■ INPUT RECORDS:
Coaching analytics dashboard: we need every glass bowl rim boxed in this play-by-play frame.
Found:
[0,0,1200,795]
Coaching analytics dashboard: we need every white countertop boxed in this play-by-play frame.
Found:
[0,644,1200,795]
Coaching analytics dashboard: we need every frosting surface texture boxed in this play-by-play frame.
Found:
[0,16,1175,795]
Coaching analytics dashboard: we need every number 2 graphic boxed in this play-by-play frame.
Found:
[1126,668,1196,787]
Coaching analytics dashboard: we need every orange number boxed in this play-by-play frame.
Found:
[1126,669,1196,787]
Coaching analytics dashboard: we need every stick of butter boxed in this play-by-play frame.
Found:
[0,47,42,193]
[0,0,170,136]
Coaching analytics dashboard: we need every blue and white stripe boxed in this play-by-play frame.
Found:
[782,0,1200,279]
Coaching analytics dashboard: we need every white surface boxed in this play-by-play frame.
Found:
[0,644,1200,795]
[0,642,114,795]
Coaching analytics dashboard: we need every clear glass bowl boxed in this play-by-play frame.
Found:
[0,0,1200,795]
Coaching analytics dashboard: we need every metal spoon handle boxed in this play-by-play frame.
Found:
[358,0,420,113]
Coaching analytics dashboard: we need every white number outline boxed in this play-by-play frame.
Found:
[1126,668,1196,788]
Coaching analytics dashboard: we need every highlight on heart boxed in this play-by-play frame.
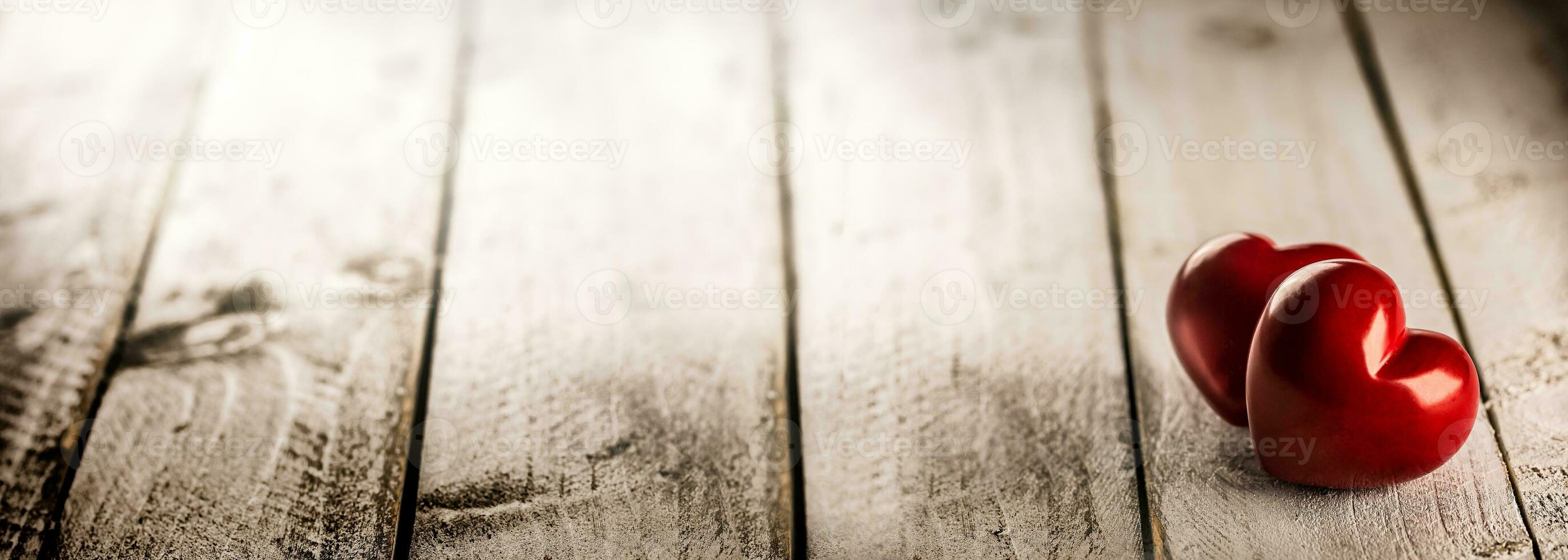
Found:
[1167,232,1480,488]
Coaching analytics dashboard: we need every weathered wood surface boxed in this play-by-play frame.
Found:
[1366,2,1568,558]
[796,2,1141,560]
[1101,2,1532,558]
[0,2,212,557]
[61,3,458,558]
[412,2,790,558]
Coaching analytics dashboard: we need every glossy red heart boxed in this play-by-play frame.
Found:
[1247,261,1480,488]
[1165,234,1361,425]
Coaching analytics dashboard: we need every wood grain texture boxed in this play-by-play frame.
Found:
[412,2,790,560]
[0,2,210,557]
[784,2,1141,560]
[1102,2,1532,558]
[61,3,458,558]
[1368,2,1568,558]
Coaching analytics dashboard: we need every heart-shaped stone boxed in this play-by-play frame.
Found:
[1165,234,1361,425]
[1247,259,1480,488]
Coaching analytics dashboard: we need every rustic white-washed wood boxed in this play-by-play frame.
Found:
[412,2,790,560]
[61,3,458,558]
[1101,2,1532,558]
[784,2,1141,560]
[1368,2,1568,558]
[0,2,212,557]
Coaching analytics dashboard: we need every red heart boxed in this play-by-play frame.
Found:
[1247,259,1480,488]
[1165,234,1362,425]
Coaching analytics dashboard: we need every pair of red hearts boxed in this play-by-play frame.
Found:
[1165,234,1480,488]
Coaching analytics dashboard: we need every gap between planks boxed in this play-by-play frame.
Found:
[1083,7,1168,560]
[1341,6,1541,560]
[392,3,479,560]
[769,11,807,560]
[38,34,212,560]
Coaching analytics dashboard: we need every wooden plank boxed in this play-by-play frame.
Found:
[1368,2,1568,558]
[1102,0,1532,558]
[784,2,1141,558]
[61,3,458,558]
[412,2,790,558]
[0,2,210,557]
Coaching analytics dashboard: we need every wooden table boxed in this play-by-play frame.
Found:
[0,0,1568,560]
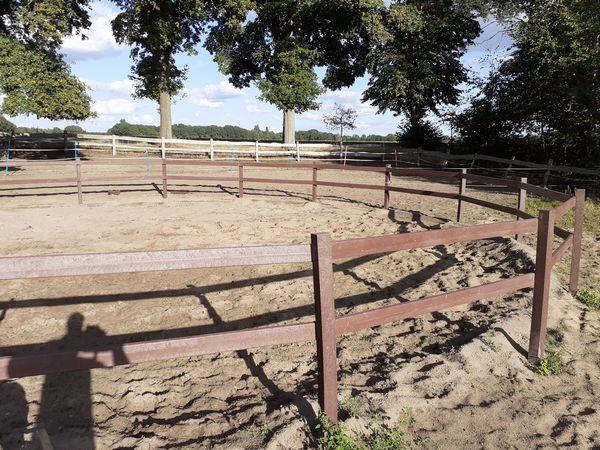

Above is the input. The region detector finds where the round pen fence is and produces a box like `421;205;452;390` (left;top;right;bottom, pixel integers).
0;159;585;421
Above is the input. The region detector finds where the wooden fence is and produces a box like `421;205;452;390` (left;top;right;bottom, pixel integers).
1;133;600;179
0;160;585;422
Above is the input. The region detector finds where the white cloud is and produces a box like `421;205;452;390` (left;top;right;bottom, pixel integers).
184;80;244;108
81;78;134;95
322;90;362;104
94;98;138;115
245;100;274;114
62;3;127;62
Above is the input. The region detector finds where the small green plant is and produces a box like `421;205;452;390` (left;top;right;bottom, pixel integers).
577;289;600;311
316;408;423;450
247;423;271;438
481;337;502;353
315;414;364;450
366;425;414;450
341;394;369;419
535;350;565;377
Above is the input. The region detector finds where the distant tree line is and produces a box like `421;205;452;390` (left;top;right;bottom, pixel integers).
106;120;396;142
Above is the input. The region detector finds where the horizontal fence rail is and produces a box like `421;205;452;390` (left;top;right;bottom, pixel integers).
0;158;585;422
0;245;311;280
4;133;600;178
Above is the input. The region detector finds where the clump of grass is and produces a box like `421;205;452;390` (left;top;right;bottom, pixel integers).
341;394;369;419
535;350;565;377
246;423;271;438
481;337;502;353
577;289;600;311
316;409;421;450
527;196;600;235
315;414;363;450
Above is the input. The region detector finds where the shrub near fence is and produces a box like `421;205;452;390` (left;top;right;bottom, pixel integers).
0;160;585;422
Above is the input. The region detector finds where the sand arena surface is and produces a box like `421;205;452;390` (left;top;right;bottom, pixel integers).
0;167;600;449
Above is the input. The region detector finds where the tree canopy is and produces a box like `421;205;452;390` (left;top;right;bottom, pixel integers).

■ EXERCISE TASK:
Copy out the lines from the line with "Above is the input. The region detector finds where the round" to the line with "315;414;363;450", both included, with the requests unchanged. Multiply every box coordinate in the answers by 2.2 and round each to a whole number, with halves rounding up, but leave the sample box inside the requests as it is.

■ SOLUTION TO THE PROBLEM:
Above is the input. The region detector finds where the round pen fence is and produces a box like `421;205;452;390` (left;top;right;bottom, pixel integers).
0;350;1287;926
Above is the input. The region detector finds where the wooden fence is and produces a box like `421;205;452;390` (left;top;right;bottom, pixel integers).
2;293;1320;394
0;352;1287;928
Above is the input. The region detector finds where the white cloud is and produces a box like `421;205;452;390` (left;top;right;bottom, pixel integers).
405;176;537;238
178;172;295;209
708;198;796;229
207;216;304;253
539;220;603;251
136;7;279;136
Above is the input. The region detector finds where the small green plant is and produces a box like `421;205;452;390` (left;top;right;bottom, pixel integers).
1269;636;1320;684
695;898;931;990
543;931;596;964
1058;741;1104;777
693;911;801;990
805;935;911;990
750;867;812;922
1177;770;1243;829
Above is the input. The region detector finds where the distant tree line is and produces a box like `421;205;452;390` (left;top;right;bottom, pixel integers).
233;264;871;312
Above is the input. The region detector finds where the horizontal fence rail is and produces a box like `421;205;452;390` (left;top;right;bottom, pixel integers).
0;348;1287;928
0;539;684;616
9;293;1320;392
Above is the input. The region detector finds where the clump of grass is and produces a box like `421;205;452;390` (left;top;right;bottom, pixel integers).
750;867;812;922
1177;770;1243;829
541;931;596;964
1058;741;1104;777
1269;636;1320;684
695;900;926;990
1159;431;1320;517
693;911;799;990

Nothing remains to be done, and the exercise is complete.